*** Exercise inputs Section Begins ***
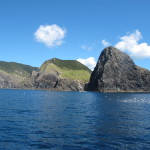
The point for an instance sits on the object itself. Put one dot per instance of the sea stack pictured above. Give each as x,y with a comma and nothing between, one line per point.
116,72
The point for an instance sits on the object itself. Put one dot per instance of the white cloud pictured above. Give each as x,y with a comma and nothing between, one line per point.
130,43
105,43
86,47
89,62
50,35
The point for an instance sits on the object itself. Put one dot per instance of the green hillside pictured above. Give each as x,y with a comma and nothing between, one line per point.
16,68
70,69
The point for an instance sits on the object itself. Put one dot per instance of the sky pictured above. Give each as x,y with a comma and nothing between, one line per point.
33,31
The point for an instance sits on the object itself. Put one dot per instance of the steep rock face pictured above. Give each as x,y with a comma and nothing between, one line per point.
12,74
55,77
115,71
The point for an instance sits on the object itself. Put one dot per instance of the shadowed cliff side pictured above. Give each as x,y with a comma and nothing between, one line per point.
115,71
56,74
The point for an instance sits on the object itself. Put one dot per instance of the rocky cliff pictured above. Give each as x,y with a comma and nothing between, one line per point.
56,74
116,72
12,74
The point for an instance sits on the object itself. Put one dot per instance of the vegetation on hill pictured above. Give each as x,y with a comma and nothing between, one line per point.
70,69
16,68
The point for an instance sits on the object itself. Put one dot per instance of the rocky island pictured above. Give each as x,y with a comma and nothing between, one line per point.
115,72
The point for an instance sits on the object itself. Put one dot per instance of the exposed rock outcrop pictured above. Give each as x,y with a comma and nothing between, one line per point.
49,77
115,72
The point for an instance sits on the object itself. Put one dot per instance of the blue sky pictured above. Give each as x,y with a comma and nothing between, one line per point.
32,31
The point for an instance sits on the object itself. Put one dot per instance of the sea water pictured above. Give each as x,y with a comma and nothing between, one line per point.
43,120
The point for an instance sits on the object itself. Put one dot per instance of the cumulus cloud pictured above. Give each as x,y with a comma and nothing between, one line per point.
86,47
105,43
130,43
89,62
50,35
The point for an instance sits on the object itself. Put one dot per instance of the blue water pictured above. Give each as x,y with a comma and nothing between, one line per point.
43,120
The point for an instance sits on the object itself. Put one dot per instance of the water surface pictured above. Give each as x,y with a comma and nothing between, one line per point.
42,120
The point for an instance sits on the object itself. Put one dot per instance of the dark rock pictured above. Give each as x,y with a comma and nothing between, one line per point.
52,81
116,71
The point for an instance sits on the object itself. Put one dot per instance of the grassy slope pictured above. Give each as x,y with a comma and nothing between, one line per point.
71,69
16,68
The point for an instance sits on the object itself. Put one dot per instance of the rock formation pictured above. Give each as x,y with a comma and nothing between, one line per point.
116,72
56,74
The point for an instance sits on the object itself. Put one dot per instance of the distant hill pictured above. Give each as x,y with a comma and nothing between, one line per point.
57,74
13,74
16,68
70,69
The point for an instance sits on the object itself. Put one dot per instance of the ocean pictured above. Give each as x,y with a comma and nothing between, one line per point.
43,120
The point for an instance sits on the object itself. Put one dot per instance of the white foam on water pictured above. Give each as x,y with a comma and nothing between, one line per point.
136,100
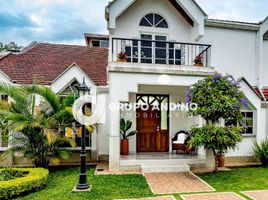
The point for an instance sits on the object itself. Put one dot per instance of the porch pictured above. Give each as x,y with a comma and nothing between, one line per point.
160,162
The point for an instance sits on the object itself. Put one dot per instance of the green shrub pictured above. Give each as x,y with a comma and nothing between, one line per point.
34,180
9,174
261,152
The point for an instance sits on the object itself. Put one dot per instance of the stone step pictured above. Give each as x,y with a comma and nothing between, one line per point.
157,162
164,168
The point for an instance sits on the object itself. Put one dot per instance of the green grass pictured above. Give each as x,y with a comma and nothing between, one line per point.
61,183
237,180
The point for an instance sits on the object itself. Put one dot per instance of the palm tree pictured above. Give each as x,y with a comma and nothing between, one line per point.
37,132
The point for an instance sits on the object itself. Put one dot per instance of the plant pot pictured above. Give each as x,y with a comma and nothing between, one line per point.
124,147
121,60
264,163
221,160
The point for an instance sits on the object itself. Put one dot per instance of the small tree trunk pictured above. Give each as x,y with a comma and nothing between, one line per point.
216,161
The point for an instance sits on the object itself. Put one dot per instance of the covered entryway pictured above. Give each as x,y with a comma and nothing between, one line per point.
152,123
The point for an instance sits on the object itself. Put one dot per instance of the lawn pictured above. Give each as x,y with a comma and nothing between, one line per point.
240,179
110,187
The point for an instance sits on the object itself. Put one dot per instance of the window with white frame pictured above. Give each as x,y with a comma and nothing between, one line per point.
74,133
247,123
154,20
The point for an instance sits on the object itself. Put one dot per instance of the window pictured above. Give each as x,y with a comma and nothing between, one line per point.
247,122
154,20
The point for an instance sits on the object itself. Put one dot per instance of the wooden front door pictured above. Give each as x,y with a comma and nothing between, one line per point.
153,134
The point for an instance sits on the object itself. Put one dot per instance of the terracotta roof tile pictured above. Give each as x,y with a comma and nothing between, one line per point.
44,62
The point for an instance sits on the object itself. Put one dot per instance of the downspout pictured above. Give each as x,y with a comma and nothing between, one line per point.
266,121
*** Exercise inputs Section Ends ***
Taking each record in turn, retype it exactly and drop any picture.

The point for an instance sits on the object itself. Put one dot per instance of the sea stack pictured above. Give each as x,y with a comma and nothing between, one line per point.
116,72
The point for an instance sits on the object itself. Put one dot per instance of the white cloud pictured above. Give each as x,y with a comma and nothing between, one line per point.
130,43
105,43
86,47
89,62
50,35
The point for an instance sits on the object itself. Put one dot per instance of the green hillside pictured above. Give each as x,y with a comma and nothing between, one line per point.
16,68
70,69
The point for an instance sits on the object itself. Put one dot per instance of the sky pictured above. Give each as x,y with a comma and nothing between, one line per point.
33,31
The point for an instance sits on the object itself. Put one dot per instance of the steep rock face pictured above. Give each as x,y with a comma and nothing between, one line per point.
12,74
55,77
115,71
The point for an instance sits on the object itself. Put one dot per instance of the shadowed cliff side pictured above. Give each as x,y with a comma and nothing between, one line per point.
115,71
56,74
The point for an instance sits on the object itself. Put one dot per instance of the rocky cliff pictured above. Give each as x,y with a comma and nothing between, one line per point.
56,74
116,72
12,74
The point for an instance sits on the object itself. Put one dot per instance of the vegetation on hill pictured above. Give each as x,y with a comma and nothing between, one line per point.
70,69
16,68
The point for an instance sits on the object itself. Put one dot per instance of the rocky island pictured above. Give each as x,y with a comma and nothing between, one line per point.
115,72
The point for an instance sits on the object itself. Put one dot per instance of the exposed rock outcrop pictured above. Give each as x,y with a comma and nothing between, one line per point.
49,77
115,72
The point for an instance sits on the object itself. Put one dot per instance of the blue sky pictured above. Give each as x,y with a comma and nothing between, one line per point.
32,31
The point for an instance sits on the object itself. Put one dot per instance of the sea water pictured above. Give each as x,y with a comma and nothing between, one line per point.
43,120
The point for an instance sits on the object itself. Put one dot per instance of the cumulus cloud pictured above. Give each as x,y with a comma and nothing between, one line per point.
86,47
105,43
130,43
89,62
50,35
The point for an instance sits on the object itself. Put one dot per instance of the blue water pictured above. Give each as x,y with a comma and nothing between, one line per point.
43,120
The point for an instance sits on the object itself. Put one dot per instance of the water surface pictured above. Give each as x,y with a comma and nothing between, one line per point.
42,120
The point for an instance sits on the object itself. Put one dot per instance of the dark rock pictured above. Give each as x,y with a comma and nothing between, one line per point.
52,81
116,71
The point for an instance sits on the object itself. Put one dot per instance of the grassy slope pictured above. Give each as x,y with a comma and nothing between, one line per point.
71,69
16,68
The point for an instance sits on the object itself. Put one dot per instance of the rock formation pictured above. Give each as x,y with a comma and nothing between, one line per point.
116,72
56,74
The point for an instance sits on the object itself. Put one dot per instance of the distant hill pictured above. Give each as x,y with a comma and nothing between, one line per point.
57,74
13,74
16,68
70,69
The point for an instance sits on the object itself. Put one dot per instance of the ocean pictured above. Give each as x,y with a comma and nothing between, one line per point.
43,120
The point for an instance sits on the object itself. Put one dot per instance of the white foam on water pictured above. Give each as x,y with a comma and nothing between, one line per point.
136,100
The point for an instance sits on the object itself. Put one dot per instance of the porch pictured above. Give each as x,y with a comma and nothing between, one line per point.
160,162
The point for an instance sits on the object itself. Put one dot per instance of the green shrub pictured above. Give each as x,y with a comma and nothing between, one line per point.
34,180
9,174
261,152
The point for an instance sits on the object itself. Put one dot per instance of the stone step pictured above. Give each as x,y with a comma and nothing between, one line per point.
157,162
164,168
The point for an instance sits on the object itself. Put one dot per instance of the green grass pictured above. Give each as x,y with a comma and nothing between, one line per point.
61,183
237,180
The point for an instance sits on the object itself. Put one dot per instance of the palm tree pictured above. Give each as x,y with a comma and nothing between, one line per point.
37,132
The point for an instance sits on the object itself. Put one dot per instance of the plant pot pictured above. Give each as x,y with a comma and nothing between, one line per point.
124,147
121,60
264,163
221,160
The point for an instance sits on the object itself. Put one dot per instance of the small tree trunk pictured above. Give each as x,y with a comma and nothing between, one line per point.
216,161
The point for an instance sits on the object itself. Put one dot per instance of the covered entryway pictured above. Give each as x,y with a comma and nothing between, one line per point.
152,123
The point for an instance sits on the object itself. Put one dot per instance of the lawn pictured above. Give each as x,y with a comma and nothing between, one line per point.
240,179
110,187
The point for an instance sits on the object itself. Put one dot per instance of the window with white frame pictured above. Give each as x,y with a comma and nothing between, one line per point.
74,133
247,123
154,20
The point for an instance sits on the object itself. Put one dot per instance of the window pictured above. Give each as x,y with a comma and nothing between, one line per point.
247,122
154,20
The point for an instance sits on the object itself. Put one dot per instance of the wooden front door pictured above. Give each as x,y with a comma and nothing between, one line per point.
153,134
The point for an instance sits on the object itself. Put one dot per instance of the terracotta roof tile pictured above. Give each as x,y with a comma and nothing between, one line per point.
44,62
The point for an instance sits on the object itself. Put one dot per instance of the downspout pictured above. Give each as x,y with a comma and nothing between, one line per point.
266,121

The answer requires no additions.